## [Brano scelto]
- - -
Il “mostro della Corea” visto dal Premio Oscar Bong Joon Ho

Tommaso Alvisi Film della settimana

Dopo 17 anni è arrivato in Italia il film più importante del regista coreano, premio Oscar per Parasite.

Incredibile, ma vero. Bong Joon Ho (Snowpiercer, Parasite) è diventato un autore di culto in tutto il mondo. I 4 Oscar di Parasite del febbraio scorso lo hanno fatto diventare un maestro di fama mondiale. Dagli inizi del 2000 il cinema coreano è cresciuto a dismisura a livello di qualità (su tutti citiamo Park Chan-wook di Oldboy, Kim Ki-duk e Bong Joon-ho). Eppure il regista sudcoreano ha sempre fatto film incredibili.

Nel 2003 in Corea del Sud usciva “Memories of murder” e già si parlava di capolavoro. In Italia ci sono voluti gli Oscar per far sì che questo film venisse proposto in sala. Nel frattempo sono passati 17 anni! Poco prima del lockdown, lo scorso 13 febbraio, la Academy Two (detentrice dei diritti di Parasite per l’Italia) ha dato agli italiani la possibilità di vedere questo grande film. In questi giorni alcuni cinema lo stanno riprogrammando (lo Spazio Alfieri a Firenze).

Bong Joon Ho dice di essersi ispirato a La vendetta è mia di Shōhei Imamura, Il silenzio degli innocenti di Jonathan Demme, Fargo dei fratelli Coen e Seven di David Fincher. Che non sono propriamente robuccia, ma sicuramente un tipo di cinema diversissimo dal suo.
Probabilmente è vero. Il finale di “Memorie di un assassino” vanta uno dei migliori epiloghi di tutto il cinema degli anni 2000 insieme a “Oldboy” di Park Chan-wook, “Her” di Spike Jonze e “Mystic River” di Clint Eastwood. Proprio con quest’ultimo ha forti analogie a livello di struttura e un finale molto particolare.

Memorie di un assassino, rivisto oggi, è un film che aveva anticipato lo stile contemporaneo. Sembra superato, ma a rivederlo oggi fa effetto perché era in tremendo anticipo. Senza questo film, Bong Joon Ho non avrebbe mai sfornato un capolavoro come Parasite. Anche qui emergeva già la straordinaria capacità del regista di unire grottesco, tragedia e ironia per dipingere un Paese (la Corea del Sud) alle prese con grossi problemi.
Il film è elegante, vanta una bellissima fotografia, passa con disinvoltura dal thriller alla commedia, mostrandosi attento sui personaggi e i loro conflitti. L’uso dei colori è magistrale: dal verde intriso di marrone dei campi ai grigi interni degli uffici della polizia o delle fabbriche. E poi quel tunnel oscuro prima del finale dove la luce non batte (quasi) mai. L’atmosfera è volutamente triste, malsana quasi nauseante.
- - -
## [Dati registrati]
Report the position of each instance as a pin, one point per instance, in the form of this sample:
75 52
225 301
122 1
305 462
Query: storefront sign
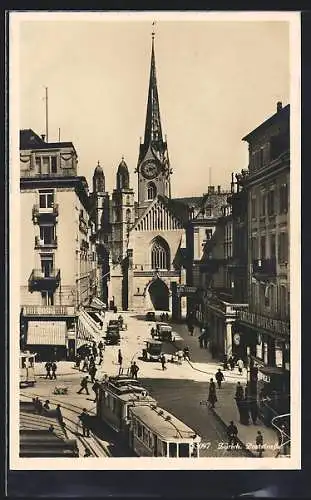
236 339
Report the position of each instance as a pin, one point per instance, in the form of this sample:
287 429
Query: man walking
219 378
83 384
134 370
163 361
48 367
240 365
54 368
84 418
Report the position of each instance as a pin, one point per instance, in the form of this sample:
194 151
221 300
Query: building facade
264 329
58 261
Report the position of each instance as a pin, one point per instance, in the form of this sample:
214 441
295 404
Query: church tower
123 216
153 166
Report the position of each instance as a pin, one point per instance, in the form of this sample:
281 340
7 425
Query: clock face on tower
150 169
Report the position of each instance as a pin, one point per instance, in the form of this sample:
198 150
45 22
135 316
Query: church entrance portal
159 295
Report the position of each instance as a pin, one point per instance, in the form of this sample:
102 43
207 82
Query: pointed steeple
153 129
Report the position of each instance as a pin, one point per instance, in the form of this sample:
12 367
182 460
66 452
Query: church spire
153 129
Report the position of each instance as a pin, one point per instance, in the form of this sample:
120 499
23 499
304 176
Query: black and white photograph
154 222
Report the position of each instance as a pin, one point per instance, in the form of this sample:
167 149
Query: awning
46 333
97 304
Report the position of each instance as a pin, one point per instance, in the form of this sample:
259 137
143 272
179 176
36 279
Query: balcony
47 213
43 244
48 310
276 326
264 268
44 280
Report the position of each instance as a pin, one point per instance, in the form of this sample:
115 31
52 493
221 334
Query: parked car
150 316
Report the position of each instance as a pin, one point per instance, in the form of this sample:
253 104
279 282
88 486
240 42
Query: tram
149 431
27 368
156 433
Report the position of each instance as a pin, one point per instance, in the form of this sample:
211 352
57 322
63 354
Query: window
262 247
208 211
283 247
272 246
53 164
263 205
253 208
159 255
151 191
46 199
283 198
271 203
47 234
- - -
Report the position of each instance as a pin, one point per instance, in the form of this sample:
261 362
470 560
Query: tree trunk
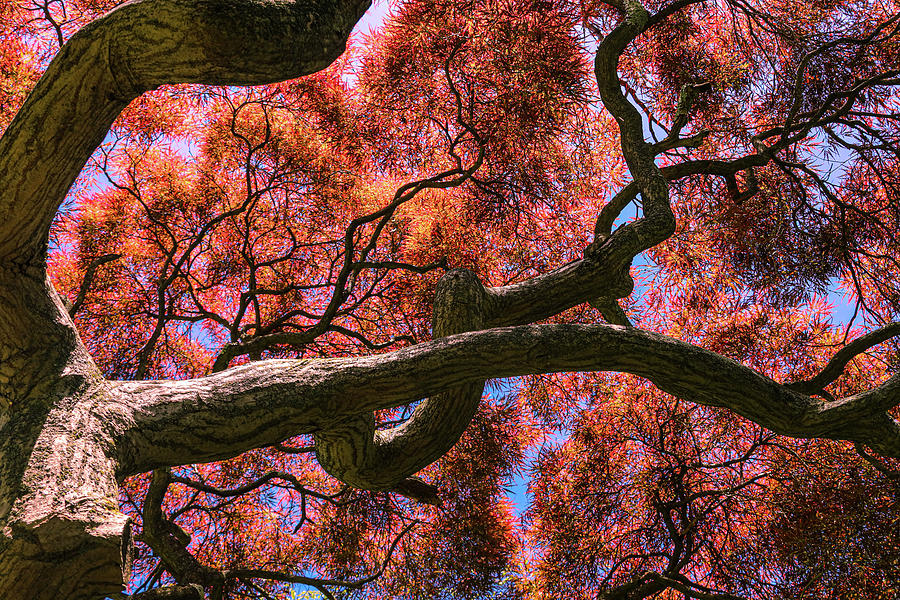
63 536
- - -
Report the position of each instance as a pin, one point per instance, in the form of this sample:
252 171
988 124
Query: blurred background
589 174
- - -
## [Esercizio]
Per favore, prosegui il brano su «Memorie di un assassino» di Bong Joon Ho a partire dalla sua ultima frase.

## [Esercizio svolto]
La storia prende spunto da fatti di cronaca realmente accaduti tra il 1986 e il 1991 nella provincia di Gyeonggi. Una sorta del caso “Zodiac” della Corea. Siamo in una comunità prettamente rurale a Hwaseong, ben lontani dai rumori della città.
Un gruppo di sgangherati poliziotti dai metodi discutibili sono impegnati in un’indagine alquanto strana. Uno dei tre è interpretato da un giovane Sang Kang-ho che in Parasite interpretava il padre “autista”. Come in Mystic River, il film si basa sulla caratterizzazione dei tre personaggi principali: i due sbirri locali Park Doo-man (Song Kang-ho) e Cho Yong-koo (Kim Roi-ha) e il detective di città Seo Tae-yoon (Kim Sang-kyung) mandato dalle istituzioni per risolvere un caso delicato.
Sotto la ferrovia, dentro a un fosso, c’è un cadavere: la prima vittima è una donna violentata e poi soffocata dalle sue mutande.
La polizia locale incarcera il primo bischero che passa da lì per frenare l’opinione pubblica. Ma i delitti proseguono.
Ancora donne violentate con gli stessi metodi. La polizia reprime con violenza una manifestazione studentesca. Ciò non è esattamente un bel segnale. Arriva un investigatore da Seul per risolvere il caso.
Piano piano si scopre che a questo serial killer piacciono le donne vestite di rosso e colpisce quando piove. Ogni volta che compie un omicidio fa passare in una stazione radiofonica la canzone “Lettera triste”. Le vittime sono uccise dai loro capi intimi (mutande, reggiseni,ecc…). Nella scuola locale corrono voci su un uomo che esce dal bagno e uccide la gente.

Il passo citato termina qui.